● What is asked
Which lines in the rows below contain the string "hand"? Extract each of them, treating uppercase and lowercase as different.

------ Records for this exercise ------

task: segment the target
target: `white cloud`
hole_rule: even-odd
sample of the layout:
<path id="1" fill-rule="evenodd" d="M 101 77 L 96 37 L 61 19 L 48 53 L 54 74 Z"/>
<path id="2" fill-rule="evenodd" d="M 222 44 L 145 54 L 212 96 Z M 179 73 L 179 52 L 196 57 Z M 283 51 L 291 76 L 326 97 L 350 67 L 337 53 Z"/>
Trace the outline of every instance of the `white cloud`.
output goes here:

------
------ Records for this exercise ------

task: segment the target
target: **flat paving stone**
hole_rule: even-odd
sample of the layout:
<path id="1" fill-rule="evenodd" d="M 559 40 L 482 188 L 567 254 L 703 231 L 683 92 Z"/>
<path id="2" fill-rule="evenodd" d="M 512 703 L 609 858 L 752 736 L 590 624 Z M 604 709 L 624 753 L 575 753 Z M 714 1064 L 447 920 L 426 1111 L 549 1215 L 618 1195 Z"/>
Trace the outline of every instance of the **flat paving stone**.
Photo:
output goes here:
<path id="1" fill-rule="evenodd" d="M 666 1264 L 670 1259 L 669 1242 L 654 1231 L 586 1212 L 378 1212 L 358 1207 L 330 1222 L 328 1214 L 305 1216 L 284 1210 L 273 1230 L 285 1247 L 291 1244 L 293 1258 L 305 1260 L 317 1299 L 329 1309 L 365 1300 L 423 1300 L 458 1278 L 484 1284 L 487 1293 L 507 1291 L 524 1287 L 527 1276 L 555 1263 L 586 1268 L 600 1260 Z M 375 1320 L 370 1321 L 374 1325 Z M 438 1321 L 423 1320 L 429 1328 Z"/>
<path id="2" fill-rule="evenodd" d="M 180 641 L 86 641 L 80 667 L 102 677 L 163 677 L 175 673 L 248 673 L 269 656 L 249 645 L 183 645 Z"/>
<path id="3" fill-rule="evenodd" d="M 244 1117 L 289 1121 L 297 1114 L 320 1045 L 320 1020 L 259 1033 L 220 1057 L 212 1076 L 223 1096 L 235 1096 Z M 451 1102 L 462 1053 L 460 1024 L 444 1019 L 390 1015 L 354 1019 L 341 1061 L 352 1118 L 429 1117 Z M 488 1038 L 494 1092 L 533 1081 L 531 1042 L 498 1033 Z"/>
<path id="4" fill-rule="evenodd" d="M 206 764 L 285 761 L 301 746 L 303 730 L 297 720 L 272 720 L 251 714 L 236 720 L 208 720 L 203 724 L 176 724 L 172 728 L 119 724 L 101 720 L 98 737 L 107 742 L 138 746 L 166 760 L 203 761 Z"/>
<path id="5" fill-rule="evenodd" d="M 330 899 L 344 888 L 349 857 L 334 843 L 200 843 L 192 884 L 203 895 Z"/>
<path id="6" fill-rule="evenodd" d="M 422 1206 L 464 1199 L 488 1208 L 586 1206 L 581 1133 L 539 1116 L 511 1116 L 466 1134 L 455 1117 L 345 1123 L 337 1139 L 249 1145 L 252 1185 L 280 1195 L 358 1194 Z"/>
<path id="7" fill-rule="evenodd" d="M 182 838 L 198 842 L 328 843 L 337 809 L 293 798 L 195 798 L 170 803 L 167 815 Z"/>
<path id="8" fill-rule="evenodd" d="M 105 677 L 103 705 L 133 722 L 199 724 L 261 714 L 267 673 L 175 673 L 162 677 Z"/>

------
------ Records for this exercise ------

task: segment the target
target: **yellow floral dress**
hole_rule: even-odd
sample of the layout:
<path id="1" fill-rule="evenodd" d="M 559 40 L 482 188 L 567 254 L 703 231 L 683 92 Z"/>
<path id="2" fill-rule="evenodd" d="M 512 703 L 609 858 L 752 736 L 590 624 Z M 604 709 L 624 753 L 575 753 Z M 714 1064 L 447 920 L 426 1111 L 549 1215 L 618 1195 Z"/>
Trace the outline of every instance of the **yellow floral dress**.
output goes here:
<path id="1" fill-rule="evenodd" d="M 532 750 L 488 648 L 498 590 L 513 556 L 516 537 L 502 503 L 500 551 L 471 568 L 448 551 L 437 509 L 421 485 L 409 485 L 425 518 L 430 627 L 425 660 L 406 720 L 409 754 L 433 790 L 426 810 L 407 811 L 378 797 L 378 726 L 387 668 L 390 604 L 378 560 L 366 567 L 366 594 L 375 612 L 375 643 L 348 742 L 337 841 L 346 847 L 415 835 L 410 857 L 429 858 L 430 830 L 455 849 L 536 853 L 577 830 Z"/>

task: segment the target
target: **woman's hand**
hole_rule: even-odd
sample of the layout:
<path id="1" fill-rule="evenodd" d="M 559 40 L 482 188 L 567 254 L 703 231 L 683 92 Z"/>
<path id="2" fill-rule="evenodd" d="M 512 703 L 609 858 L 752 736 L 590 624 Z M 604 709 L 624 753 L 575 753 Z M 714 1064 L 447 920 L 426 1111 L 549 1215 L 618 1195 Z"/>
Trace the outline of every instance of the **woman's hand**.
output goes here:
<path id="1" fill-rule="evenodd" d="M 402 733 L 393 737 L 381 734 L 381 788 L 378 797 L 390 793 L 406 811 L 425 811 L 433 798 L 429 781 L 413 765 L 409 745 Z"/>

------

● Finished task
target: **woman's hand**
Trace the outline of every instance of the **woman's hand**.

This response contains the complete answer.